- WHAT IS EXPECTED: Repeat the records with every "top-left corner" changed to "upper-left corner", leaving everything else as it is.

>> start

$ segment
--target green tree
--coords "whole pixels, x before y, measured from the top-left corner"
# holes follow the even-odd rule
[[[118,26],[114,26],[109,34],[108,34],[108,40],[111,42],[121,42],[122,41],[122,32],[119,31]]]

>> end

- THE COMPLETED TASK:
$ segment
--target green tree
--coords "whole pixels, x before y, measured from the upper-left corner"
# holes follow the even-odd rule
[[[118,26],[114,26],[109,34],[108,34],[108,40],[111,42],[121,42],[122,41],[122,32],[119,31]]]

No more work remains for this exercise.